• **Dataset excerpts**:

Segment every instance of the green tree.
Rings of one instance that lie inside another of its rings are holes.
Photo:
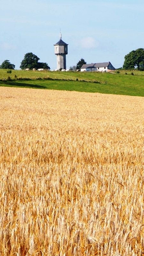
[[[72,66],[72,67],[71,67],[71,66],[70,67],[69,70],[70,71],[76,71],[76,66]]]
[[[3,61],[2,64],[0,66],[0,68],[4,68],[5,69],[14,69],[15,65],[12,64],[9,61],[6,60]]]
[[[50,70],[50,68],[46,62],[37,62],[37,68]]]
[[[77,64],[76,67],[76,69],[81,69],[81,67],[84,65],[84,64],[86,64],[86,62],[85,61],[84,59],[81,58],[81,60],[79,61]]]
[[[20,68],[22,70],[29,68],[37,68],[37,62],[40,59],[36,55],[33,54],[32,52],[26,53],[24,57],[24,59],[21,62]]]
[[[124,69],[144,70],[144,49],[133,50],[125,55],[123,68]]]

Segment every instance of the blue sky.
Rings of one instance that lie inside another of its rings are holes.
[[[68,69],[81,58],[120,67],[126,54],[144,48],[144,0],[1,1],[0,64],[8,59],[20,69],[32,52],[56,69],[60,29],[69,44]]]

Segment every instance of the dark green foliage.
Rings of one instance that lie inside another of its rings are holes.
[[[138,70],[144,70],[144,49],[139,48],[126,55],[123,67],[125,70],[137,68]]]
[[[76,66],[72,66],[72,67],[70,67],[69,69],[69,71],[76,71]]]
[[[7,73],[8,74],[11,74],[12,72],[12,70],[8,70],[7,71]]]
[[[21,62],[20,68],[22,70],[25,70],[26,68],[29,68],[30,70],[32,70],[33,68],[49,70],[50,67],[46,62],[38,62],[40,59],[32,52],[28,52],[25,54],[23,60]]]
[[[12,64],[8,60],[6,60],[3,61],[3,63],[0,66],[0,68],[3,68],[4,69],[14,69],[15,65]]]
[[[37,62],[37,68],[43,68],[46,70],[50,70],[50,68],[46,62]]]
[[[81,58],[81,60],[79,61],[77,64],[76,67],[77,70],[80,70],[84,64],[86,64],[86,62],[85,61],[84,59]]]

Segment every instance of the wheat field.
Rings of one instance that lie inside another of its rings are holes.
[[[144,255],[144,98],[1,87],[0,108],[0,256]]]

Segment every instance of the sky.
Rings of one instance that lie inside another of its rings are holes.
[[[0,65],[20,69],[32,52],[56,69],[54,44],[68,44],[66,68],[84,58],[122,66],[124,56],[144,48],[144,0],[0,0]]]

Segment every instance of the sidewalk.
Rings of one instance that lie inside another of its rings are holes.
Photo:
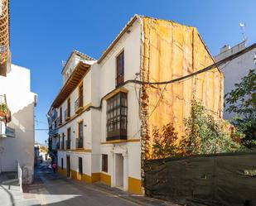
[[[148,205],[148,206],[180,206],[179,204],[171,204],[167,201],[164,201],[162,199],[145,197],[142,195],[137,195],[133,194],[130,193],[126,193],[122,191],[121,189],[118,189],[117,188],[111,188],[108,185],[105,185],[102,183],[94,183],[92,184],[92,186],[99,188],[100,189],[106,191],[108,193],[111,193],[114,195],[117,195],[118,197],[121,197],[123,199],[128,199],[131,202],[133,202],[135,204],[138,204],[139,205]]]

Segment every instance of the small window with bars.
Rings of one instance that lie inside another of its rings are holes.
[[[127,139],[127,93],[118,93],[107,103],[107,141]]]
[[[102,155],[102,171],[108,172],[108,155]]]
[[[117,74],[116,74],[116,86],[118,87],[124,80],[124,51],[123,50],[117,56]]]
[[[61,170],[63,170],[63,158],[61,158]]]
[[[82,159],[82,157],[78,158],[78,169],[79,169],[79,174],[83,175],[83,159]]]

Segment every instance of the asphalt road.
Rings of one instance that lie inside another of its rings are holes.
[[[97,186],[53,174],[51,170],[44,165],[36,168],[35,175],[35,183],[27,189],[28,190],[25,189],[25,196],[26,194],[28,196],[35,194],[41,205],[141,205]]]
[[[85,184],[52,173],[48,164],[35,170],[32,184],[20,191],[17,183],[0,184],[0,206],[175,206],[171,203],[133,195],[102,184]]]

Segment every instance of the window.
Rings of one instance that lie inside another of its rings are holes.
[[[102,171],[108,172],[108,155],[102,155]]]
[[[118,87],[124,79],[124,51],[123,50],[117,57],[116,86]]]
[[[107,141],[127,139],[127,93],[119,93],[107,103]]]
[[[80,86],[79,88],[79,105],[80,107],[83,107],[84,106],[84,103],[83,103],[83,93],[84,93],[84,87],[83,87],[83,84]]]
[[[78,158],[78,170],[79,170],[79,174],[83,175],[83,159],[82,159],[82,157]]]
[[[61,149],[65,149],[65,134],[64,132],[62,133],[62,142],[61,142]]]
[[[66,117],[70,117],[70,98],[68,98],[66,103]]]
[[[62,107],[60,108],[60,124],[62,124]]]
[[[63,158],[61,158],[61,170],[63,170]]]
[[[83,139],[84,134],[84,122],[80,122],[78,123],[78,138]]]
[[[76,139],[76,148],[84,147],[84,122],[78,123],[78,138]]]
[[[70,140],[70,135],[71,135],[71,132],[70,132],[70,128],[67,129],[67,141],[66,141],[66,149],[69,150],[70,149],[70,143],[71,143],[71,140]]]

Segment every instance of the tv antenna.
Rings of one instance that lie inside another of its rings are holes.
[[[66,61],[65,61],[65,60],[61,60],[61,65],[62,65],[62,67],[65,67],[65,64],[66,64]]]
[[[239,26],[242,31],[242,36],[243,36],[243,41],[245,41],[245,23],[239,23]]]

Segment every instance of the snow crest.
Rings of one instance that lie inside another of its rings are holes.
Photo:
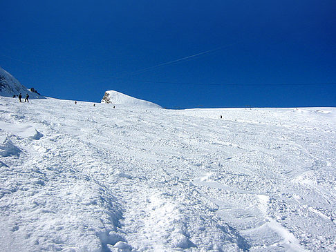
[[[134,98],[114,90],[106,91],[102,99],[102,103],[111,104],[113,105],[121,104],[133,107],[161,108],[160,106],[153,102]]]
[[[336,250],[335,108],[0,107],[1,251]]]

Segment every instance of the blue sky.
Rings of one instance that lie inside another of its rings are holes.
[[[46,96],[336,106],[335,0],[1,1],[0,10],[0,66]]]

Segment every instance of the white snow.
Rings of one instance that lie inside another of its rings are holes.
[[[336,108],[122,102],[0,97],[1,251],[336,250]]]
[[[102,99],[102,103],[111,104],[113,105],[126,105],[137,108],[161,108],[160,106],[153,102],[134,98],[114,90],[106,91]]]

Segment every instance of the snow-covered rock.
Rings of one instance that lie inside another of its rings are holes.
[[[129,95],[114,90],[106,91],[105,95],[102,99],[102,103],[111,104],[113,105],[121,104],[142,108],[161,108],[160,106],[153,102],[134,98]]]
[[[0,67],[0,95],[12,97],[14,95],[19,95],[20,93],[22,97],[26,97],[26,94],[29,95],[29,99],[44,98],[43,96],[36,93],[35,89],[30,89],[22,85],[8,72],[4,70]]]

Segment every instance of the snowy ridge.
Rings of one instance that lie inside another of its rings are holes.
[[[336,249],[335,108],[0,106],[1,251]]]
[[[44,98],[43,96],[35,92],[30,92],[12,75],[0,67],[0,95],[12,97],[14,95],[19,95],[20,93],[22,94],[24,99],[26,94],[29,95],[30,99]]]
[[[160,106],[153,102],[134,98],[114,90],[106,91],[105,95],[102,99],[102,103],[112,104],[114,105],[121,104],[142,108],[161,108]]]

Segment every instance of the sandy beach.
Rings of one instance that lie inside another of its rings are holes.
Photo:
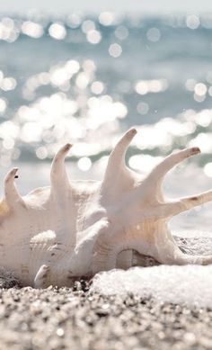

• **Task brief**:
Rewrite all of the lines above, replacing "Segment every instance of" with "Outline each" and keeping everything else the same. Leave the pictures out of your answer.

• **Complete output**:
Outline each the green tree.
Rings of one instance that lie inside another of its rings are holes.
Photo:
[[[72,66],[72,67],[71,67],[71,66],[70,67],[69,70],[70,71],[76,71],[76,66]]]
[[[3,61],[2,64],[0,66],[0,68],[4,68],[5,69],[14,69],[15,65],[12,64],[9,61],[6,60]]]
[[[50,70],[50,68],[46,62],[37,62],[37,68]]]
[[[77,64],[76,67],[76,69],[81,69],[81,67],[84,65],[84,64],[86,64],[86,62],[85,61],[84,59],[81,58],[81,60],[79,61]]]
[[[20,68],[22,70],[29,68],[37,68],[37,62],[40,59],[36,55],[33,54],[32,52],[26,53],[24,57],[24,59],[21,62]]]
[[[124,69],[144,70],[144,49],[133,50],[125,55],[123,68]]]

Outline each the blue sky.
Rings of one instance that lie inside another of its rings are holes.
[[[68,69],[81,58],[120,67],[126,54],[144,48],[144,0],[1,1],[0,64],[8,59],[20,69],[32,52],[56,69],[60,29],[69,44]]]

Outline each the dark green foliage.
Rings of one instance that lie inside another of its rings are holes.
[[[138,70],[144,70],[144,49],[139,48],[126,55],[123,67],[125,70],[137,68]]]
[[[76,66],[72,66],[72,67],[70,67],[69,69],[69,71],[76,71]]]
[[[7,73],[8,74],[11,74],[12,72],[12,70],[8,70],[7,71]]]
[[[21,62],[20,68],[22,70],[25,70],[26,68],[29,68],[30,70],[32,70],[33,68],[49,70],[50,67],[46,62],[38,62],[40,59],[32,52],[28,52],[25,54],[23,60]]]
[[[12,64],[8,60],[6,60],[3,61],[3,63],[0,66],[0,68],[3,68],[4,69],[14,69],[15,65]]]
[[[37,62],[37,68],[43,68],[46,70],[50,70],[50,68],[46,62]]]
[[[81,58],[81,60],[79,61],[77,64],[76,67],[77,70],[80,70],[84,64],[86,64],[86,62],[85,61],[84,59]]]

Outline each the wheat field.
Rings of one instance that lie inside another of its rings are holes.
[[[144,255],[144,98],[1,87],[0,108],[0,256]]]

Outline each the sky.
Rings of one instance that lie inside another of its rings are holes.
[[[0,65],[20,69],[32,52],[56,69],[54,44],[68,44],[66,68],[84,58],[122,66],[124,56],[144,48],[144,0],[0,0]]]

Outline each the sidewalk.
Rings of one instance that lie inside another of its rings are holes.
Photo:
[[[148,205],[148,206],[180,206],[179,204],[171,204],[167,201],[164,201],[162,199],[145,197],[142,195],[137,195],[133,194],[130,193],[126,193],[122,191],[121,189],[118,189],[117,188],[111,188],[108,185],[105,185],[102,183],[94,183],[92,184],[92,186],[99,188],[100,189],[106,191],[108,193],[111,193],[114,195],[117,195],[118,197],[121,197],[123,199],[128,199],[131,202],[133,202],[135,204],[138,204],[139,205]]]

Outline each the small window with bars.
Rings of one instance that lie inside another of its rings are holes.
[[[127,139],[127,93],[118,93],[107,103],[107,141]]]
[[[102,155],[102,171],[108,172],[108,155]]]
[[[117,74],[116,74],[116,86],[118,87],[124,80],[124,51],[123,50],[117,56]]]
[[[61,170],[63,170],[63,158],[61,158]]]
[[[82,159],[82,157],[78,158],[78,169],[79,169],[79,174],[83,175],[83,159]]]

Outline each the asphalt road.
Rings of one instance that lie inside another of its rings are holes.
[[[97,186],[53,174],[51,170],[44,165],[36,168],[35,175],[35,183],[27,189],[28,190],[25,189],[25,196],[26,194],[28,196],[35,194],[41,205],[141,205]]]
[[[85,184],[52,173],[48,164],[35,170],[32,184],[20,191],[17,183],[0,184],[0,206],[175,206],[171,203],[133,195],[102,184]]]

Outline each the window.
Rings of one instance that lie inside another of its rings are holes.
[[[102,171],[108,172],[108,155],[102,155]]]
[[[118,87],[124,79],[124,51],[123,50],[117,57],[116,86]]]
[[[107,141],[127,139],[127,93],[119,93],[107,103]]]
[[[80,86],[79,88],[79,105],[80,107],[83,107],[84,106],[84,103],[83,103],[83,93],[84,93],[84,87],[83,87],[83,84]]]
[[[78,158],[78,170],[79,170],[79,174],[83,175],[83,159],[82,159],[82,157]]]
[[[61,149],[65,149],[65,134],[64,132],[62,133],[62,142],[61,142]]]
[[[66,117],[70,117],[70,98],[68,98],[66,103]]]
[[[62,107],[60,108],[60,124],[62,124]]]
[[[63,158],[61,158],[61,170],[63,170]]]
[[[83,139],[84,134],[84,122],[80,122],[78,123],[78,138]]]
[[[76,139],[76,148],[84,147],[84,122],[78,123],[78,138]]]
[[[70,140],[70,135],[71,135],[71,132],[70,132],[70,128],[67,129],[67,141],[66,141],[66,149],[69,150],[70,149],[70,143],[71,143],[71,140]]]

Outline each the tv antenna.
Rings of one instance that lie inside another of its rings are holes.
[[[66,61],[65,61],[65,60],[61,60],[61,65],[62,65],[62,67],[65,67],[65,64],[66,64]]]
[[[239,26],[242,31],[242,36],[243,36],[243,41],[245,41],[245,23],[239,23]]]

Outline each the snow crest.
Rings of one instance that lie inside another of its rings are holes.
Photo:
[[[134,98],[114,90],[106,91],[102,99],[102,103],[111,104],[113,105],[121,104],[133,107],[161,108],[160,106],[153,102]]]
[[[336,250],[335,108],[0,107],[1,251]]]

Outline each the blue sky.
Rings of one instance that lie inside another of its rings are holes.
[[[46,96],[336,106],[335,0],[1,1],[0,10],[0,66]]]

Outline each the white snow.
Rings of one instance that lie inside another of its rings are holes.
[[[336,108],[122,102],[0,97],[1,251],[336,250]]]
[[[102,99],[102,103],[111,104],[113,105],[126,105],[137,108],[161,108],[160,106],[153,102],[134,98],[114,90],[106,91]]]

Outline each the snow-covered rock.
Rings of one instance that lie inside another of its rings are holes.
[[[129,95],[114,90],[106,91],[105,95],[102,99],[102,103],[111,104],[113,105],[121,104],[142,108],[161,108],[160,106],[153,102],[134,98]]]
[[[0,67],[0,95],[12,97],[14,95],[19,95],[20,93],[22,97],[26,97],[26,94],[29,95],[29,99],[44,98],[43,96],[36,93],[35,89],[30,89],[22,85],[8,72],[4,70]]]

Outline each the snowy ridge.
Rings of one instance that lie inside another of its rings are holes.
[[[336,249],[335,108],[0,106],[1,251]]]
[[[44,98],[43,96],[35,92],[30,92],[12,75],[0,67],[0,95],[12,97],[14,95],[19,95],[20,93],[22,94],[24,99],[26,94],[29,95],[30,99]]]
[[[160,106],[153,102],[134,98],[114,90],[106,91],[105,95],[102,99],[102,103],[112,104],[114,105],[121,104],[142,108],[161,108]]]

Outline each the sandy beach.
Rings of one instance that lie inside another of its rings are holes.
Photo:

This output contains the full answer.